# WHAT THE EXERCISE ASKS
Repeat exactly the lines that run from the one containing "Provide the mask of every instance of the scarf" to the end of the data, and leave out all others.

--- start of ITEMS ---

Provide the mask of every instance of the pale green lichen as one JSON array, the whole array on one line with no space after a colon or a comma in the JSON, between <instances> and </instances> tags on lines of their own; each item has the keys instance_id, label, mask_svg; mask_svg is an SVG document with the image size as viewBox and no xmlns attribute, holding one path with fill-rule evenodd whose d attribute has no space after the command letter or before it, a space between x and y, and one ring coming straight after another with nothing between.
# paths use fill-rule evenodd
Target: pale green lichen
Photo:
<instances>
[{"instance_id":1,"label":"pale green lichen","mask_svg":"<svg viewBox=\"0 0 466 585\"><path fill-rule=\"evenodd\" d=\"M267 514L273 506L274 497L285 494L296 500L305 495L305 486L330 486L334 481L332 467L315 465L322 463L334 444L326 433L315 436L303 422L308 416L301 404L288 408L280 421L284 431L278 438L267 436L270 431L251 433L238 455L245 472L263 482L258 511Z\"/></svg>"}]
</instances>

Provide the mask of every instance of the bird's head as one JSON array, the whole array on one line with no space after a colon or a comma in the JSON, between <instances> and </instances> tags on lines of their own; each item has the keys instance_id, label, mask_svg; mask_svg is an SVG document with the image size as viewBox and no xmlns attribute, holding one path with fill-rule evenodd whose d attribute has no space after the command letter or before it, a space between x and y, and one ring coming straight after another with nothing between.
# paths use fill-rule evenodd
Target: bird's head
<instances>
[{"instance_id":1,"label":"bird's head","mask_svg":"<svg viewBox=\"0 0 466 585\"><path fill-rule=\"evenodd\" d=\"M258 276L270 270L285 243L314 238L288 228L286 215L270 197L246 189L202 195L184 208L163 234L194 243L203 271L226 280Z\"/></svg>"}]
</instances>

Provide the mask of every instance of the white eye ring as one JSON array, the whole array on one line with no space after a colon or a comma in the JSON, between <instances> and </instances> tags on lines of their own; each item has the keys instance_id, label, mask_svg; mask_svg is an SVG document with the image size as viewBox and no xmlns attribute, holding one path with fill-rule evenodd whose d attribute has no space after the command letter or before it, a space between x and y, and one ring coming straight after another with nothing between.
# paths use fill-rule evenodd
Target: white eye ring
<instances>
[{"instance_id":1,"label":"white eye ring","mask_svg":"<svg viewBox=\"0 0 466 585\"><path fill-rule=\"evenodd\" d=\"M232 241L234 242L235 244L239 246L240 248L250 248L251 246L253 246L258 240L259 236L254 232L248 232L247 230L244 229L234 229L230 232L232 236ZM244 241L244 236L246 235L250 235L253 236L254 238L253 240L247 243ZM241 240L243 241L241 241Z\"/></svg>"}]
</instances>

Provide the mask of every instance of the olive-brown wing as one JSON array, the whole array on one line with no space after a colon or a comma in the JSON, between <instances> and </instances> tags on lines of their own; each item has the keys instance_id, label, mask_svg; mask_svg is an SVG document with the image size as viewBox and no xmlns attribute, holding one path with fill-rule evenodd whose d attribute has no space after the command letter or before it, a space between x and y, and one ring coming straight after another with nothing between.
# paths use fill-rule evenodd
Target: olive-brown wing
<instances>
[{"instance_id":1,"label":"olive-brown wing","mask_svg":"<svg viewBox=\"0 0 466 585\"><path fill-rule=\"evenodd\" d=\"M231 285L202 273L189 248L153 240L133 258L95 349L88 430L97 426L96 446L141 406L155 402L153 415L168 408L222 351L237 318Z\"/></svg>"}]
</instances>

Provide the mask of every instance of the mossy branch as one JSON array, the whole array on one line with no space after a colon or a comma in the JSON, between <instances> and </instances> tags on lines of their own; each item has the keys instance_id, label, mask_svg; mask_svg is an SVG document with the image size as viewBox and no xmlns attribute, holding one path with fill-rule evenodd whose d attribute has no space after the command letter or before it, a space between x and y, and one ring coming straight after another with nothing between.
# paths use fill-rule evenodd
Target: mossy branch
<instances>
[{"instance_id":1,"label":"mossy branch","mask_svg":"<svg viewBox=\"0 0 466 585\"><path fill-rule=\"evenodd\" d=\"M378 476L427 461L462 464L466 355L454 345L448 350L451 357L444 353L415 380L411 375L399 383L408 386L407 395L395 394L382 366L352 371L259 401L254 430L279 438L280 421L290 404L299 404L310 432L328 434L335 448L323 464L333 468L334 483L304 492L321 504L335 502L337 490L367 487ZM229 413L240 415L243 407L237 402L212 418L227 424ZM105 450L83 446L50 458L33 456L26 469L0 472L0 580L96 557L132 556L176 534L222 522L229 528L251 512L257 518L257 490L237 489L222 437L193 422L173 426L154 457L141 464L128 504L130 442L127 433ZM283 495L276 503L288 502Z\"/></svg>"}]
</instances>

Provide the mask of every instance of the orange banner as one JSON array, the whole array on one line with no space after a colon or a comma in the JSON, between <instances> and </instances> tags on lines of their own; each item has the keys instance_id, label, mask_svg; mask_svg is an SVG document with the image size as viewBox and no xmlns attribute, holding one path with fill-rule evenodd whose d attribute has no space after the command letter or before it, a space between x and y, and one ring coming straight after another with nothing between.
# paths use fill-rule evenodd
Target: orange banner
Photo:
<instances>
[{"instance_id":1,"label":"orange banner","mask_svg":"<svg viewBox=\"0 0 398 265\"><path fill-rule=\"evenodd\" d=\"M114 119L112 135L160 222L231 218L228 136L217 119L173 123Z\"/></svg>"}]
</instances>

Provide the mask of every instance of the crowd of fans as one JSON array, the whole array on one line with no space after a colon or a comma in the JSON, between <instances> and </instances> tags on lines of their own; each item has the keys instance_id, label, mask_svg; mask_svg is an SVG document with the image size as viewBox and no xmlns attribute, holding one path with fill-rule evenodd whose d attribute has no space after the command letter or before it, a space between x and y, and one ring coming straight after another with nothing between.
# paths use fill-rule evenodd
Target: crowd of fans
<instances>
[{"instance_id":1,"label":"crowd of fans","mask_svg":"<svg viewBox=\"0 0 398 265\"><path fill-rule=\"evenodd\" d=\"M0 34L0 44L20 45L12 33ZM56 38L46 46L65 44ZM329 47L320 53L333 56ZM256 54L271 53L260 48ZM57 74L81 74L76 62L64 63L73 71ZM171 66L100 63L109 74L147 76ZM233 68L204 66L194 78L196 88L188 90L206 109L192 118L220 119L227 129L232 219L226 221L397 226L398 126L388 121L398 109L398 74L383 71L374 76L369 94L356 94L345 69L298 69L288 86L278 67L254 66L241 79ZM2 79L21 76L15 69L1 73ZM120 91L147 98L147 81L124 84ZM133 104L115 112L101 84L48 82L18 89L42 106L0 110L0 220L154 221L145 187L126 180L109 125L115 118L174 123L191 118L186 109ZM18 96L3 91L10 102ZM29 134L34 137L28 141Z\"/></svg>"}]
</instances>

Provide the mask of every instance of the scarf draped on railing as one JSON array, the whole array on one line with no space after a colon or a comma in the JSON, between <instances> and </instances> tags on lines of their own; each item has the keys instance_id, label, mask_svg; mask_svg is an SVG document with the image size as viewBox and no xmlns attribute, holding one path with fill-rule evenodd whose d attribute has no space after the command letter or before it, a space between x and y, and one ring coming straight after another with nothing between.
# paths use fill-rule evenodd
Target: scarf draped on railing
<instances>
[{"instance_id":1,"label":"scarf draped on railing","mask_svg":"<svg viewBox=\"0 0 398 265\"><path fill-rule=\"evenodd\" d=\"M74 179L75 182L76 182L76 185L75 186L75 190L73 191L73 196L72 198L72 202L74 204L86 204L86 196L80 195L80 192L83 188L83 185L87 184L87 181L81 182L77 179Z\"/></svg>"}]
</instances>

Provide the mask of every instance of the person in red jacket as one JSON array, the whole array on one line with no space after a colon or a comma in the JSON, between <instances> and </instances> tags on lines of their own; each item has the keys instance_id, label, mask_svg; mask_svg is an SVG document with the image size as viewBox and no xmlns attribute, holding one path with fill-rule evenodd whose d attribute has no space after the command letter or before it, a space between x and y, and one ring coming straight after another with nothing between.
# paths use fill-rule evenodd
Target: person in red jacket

--- end of ITEMS ---

# TASK OUTPUT
Provide the mask of every instance of the scarf draped on railing as one JSON array, the whole array on one line with no space after a colon or a comma in the JSON, between <instances> and </instances> tags on lines of their own; each item has the keys instance_id, label, mask_svg; mask_svg is an SVG document with the image size as viewBox and no xmlns attribute, holding one path with fill-rule evenodd whose d attribute has no space after the command letter or before it, a space between x and y, and one ring coming straight after another with nothing between.
# paths use fill-rule evenodd
Target: scarf draped on railing
<instances>
[{"instance_id":1,"label":"scarf draped on railing","mask_svg":"<svg viewBox=\"0 0 398 265\"><path fill-rule=\"evenodd\" d=\"M74 179L75 182L76 182L76 185L75 186L75 190L73 191L73 196L72 198L72 202L74 204L86 204L86 196L80 195L80 192L83 188L83 185L87 184L87 181L81 182L77 179Z\"/></svg>"}]
</instances>

Provide the mask of every instance of the person in red jacket as one JSON array, the whole array on one line with no space after a colon or a comma in the JSON, between <instances> and </instances> tags on lines of their own; each item has the keys instance_id, label, mask_svg; mask_svg is an SVG document with the image size as viewBox and no xmlns attribute, holding one path with fill-rule evenodd whose d attribute has no space after the command letter or before it, a space between x and y, and one ring coming straight after another with nothing between.
# paths use fill-rule evenodd
Target: person in red jacket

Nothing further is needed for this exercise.